Stored data
──────────────────────────────

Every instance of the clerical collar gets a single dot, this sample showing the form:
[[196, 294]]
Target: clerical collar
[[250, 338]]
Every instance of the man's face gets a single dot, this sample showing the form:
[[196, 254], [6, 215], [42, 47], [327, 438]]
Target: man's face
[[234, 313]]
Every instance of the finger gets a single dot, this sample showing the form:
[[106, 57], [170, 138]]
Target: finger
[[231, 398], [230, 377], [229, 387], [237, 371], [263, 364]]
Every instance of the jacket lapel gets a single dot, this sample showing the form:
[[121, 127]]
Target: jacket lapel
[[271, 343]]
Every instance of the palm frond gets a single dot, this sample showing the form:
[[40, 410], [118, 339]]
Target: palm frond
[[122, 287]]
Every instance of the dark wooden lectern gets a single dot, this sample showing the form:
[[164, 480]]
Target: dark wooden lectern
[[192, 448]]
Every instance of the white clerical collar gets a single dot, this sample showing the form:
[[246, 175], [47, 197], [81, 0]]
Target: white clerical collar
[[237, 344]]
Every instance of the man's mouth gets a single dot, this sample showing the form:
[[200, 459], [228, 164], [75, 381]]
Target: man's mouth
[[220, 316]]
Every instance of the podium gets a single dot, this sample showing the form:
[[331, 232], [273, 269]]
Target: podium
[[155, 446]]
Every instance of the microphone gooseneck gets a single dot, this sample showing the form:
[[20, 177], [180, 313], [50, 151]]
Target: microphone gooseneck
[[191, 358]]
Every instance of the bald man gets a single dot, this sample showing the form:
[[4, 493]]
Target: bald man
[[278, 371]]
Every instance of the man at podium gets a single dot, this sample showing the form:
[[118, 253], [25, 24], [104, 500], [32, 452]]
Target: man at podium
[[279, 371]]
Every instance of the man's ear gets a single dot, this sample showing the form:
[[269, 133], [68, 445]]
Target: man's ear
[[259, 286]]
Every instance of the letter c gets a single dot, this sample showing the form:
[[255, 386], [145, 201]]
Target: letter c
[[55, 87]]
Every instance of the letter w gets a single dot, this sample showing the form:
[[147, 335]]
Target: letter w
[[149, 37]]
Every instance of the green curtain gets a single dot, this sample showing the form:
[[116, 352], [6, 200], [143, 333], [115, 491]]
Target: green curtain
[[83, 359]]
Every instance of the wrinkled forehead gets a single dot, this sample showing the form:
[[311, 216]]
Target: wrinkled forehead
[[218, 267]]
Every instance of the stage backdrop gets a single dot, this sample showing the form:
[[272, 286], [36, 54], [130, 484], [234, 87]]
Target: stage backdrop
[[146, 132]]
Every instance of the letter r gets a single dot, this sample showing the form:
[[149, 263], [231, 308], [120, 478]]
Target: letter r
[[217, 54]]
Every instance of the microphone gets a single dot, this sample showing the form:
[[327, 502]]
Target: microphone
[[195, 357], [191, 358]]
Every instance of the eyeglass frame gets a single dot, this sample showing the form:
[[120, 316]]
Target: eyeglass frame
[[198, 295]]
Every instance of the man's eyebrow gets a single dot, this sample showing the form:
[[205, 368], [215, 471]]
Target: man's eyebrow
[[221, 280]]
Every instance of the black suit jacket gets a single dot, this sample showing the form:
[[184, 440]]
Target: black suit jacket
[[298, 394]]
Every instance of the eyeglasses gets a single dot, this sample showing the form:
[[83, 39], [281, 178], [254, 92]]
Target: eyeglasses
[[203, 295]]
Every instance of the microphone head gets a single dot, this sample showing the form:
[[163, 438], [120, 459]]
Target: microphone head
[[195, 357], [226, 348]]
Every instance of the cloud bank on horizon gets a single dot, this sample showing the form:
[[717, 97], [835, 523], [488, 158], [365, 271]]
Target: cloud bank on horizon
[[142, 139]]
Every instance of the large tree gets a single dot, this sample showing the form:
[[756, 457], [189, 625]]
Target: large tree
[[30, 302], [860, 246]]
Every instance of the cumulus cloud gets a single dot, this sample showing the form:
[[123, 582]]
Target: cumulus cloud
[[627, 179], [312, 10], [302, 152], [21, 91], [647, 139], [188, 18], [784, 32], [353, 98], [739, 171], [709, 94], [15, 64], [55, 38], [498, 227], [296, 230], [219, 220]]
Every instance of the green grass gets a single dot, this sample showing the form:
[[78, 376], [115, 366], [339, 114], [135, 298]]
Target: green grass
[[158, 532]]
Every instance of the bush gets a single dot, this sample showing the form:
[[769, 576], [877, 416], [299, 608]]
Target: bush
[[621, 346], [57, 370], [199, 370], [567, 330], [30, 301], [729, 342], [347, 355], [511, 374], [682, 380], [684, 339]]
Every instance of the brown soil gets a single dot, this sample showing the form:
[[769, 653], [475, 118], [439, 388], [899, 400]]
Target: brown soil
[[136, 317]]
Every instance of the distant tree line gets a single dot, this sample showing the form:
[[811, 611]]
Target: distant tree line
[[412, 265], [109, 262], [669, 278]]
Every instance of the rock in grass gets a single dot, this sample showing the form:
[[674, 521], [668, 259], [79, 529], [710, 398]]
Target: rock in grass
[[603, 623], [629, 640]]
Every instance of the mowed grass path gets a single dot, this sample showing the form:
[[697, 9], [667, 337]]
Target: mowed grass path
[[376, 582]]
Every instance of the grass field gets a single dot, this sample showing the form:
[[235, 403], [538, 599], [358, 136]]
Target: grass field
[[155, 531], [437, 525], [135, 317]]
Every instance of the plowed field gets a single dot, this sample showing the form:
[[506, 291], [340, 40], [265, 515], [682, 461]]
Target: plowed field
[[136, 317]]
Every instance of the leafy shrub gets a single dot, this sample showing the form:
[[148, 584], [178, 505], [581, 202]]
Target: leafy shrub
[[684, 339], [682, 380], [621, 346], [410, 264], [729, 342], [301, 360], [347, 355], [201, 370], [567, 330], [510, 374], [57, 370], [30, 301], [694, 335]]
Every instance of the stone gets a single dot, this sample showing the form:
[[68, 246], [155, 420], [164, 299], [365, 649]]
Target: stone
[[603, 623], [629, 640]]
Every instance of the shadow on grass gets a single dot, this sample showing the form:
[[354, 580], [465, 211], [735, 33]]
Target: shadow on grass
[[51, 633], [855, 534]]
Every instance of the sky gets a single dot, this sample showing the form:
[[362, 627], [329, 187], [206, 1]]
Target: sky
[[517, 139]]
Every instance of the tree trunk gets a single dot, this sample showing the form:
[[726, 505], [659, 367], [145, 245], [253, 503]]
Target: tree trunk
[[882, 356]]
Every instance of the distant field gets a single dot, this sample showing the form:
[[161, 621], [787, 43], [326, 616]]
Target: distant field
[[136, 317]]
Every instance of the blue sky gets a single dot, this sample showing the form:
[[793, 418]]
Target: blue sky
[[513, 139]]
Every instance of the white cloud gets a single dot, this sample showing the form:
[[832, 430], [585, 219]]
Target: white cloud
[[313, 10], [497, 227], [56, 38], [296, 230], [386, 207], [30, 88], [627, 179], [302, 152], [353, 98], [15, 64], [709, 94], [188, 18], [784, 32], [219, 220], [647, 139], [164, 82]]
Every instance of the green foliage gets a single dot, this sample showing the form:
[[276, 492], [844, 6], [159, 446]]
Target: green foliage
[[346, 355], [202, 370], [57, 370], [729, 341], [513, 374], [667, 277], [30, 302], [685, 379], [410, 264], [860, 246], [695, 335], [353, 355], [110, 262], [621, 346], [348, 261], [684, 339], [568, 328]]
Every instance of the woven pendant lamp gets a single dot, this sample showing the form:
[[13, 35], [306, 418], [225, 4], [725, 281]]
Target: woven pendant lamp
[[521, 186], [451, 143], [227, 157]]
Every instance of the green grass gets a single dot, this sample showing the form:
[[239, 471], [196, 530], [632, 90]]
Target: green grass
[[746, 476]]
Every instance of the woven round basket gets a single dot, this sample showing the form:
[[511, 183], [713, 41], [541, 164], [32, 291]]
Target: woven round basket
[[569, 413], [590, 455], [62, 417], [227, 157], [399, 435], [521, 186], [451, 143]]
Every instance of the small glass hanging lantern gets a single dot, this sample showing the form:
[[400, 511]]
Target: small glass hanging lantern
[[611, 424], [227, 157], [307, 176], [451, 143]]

──────────────────────────────

Work to be completed -
Copy out the data above word for word, starting at its first line and ending with the line that contains "Every instance of the palm".

Finished task -
Every instance of the clerical collar gets a single dot, this sample showing the form:
[[196, 294]]
Target: clerical collar
[[250, 338]]
Every instance of the man's face gets a single dot, this sample showing the form:
[[196, 254], [6, 215], [42, 47], [327, 438]]
Target: man's face
[[234, 313]]
Every instance of the finger gets a single dot, this sample showing the form:
[[106, 57], [170, 138]]
Target: finger
[[231, 398], [230, 377], [229, 387], [237, 371], [263, 364]]
Every instance of the jacket lapel gets a single dot, this sample showing the form:
[[121, 127]]
Target: jacket lapel
[[271, 343]]
Every instance of the palm frond gets a single dot, this sample showing the form:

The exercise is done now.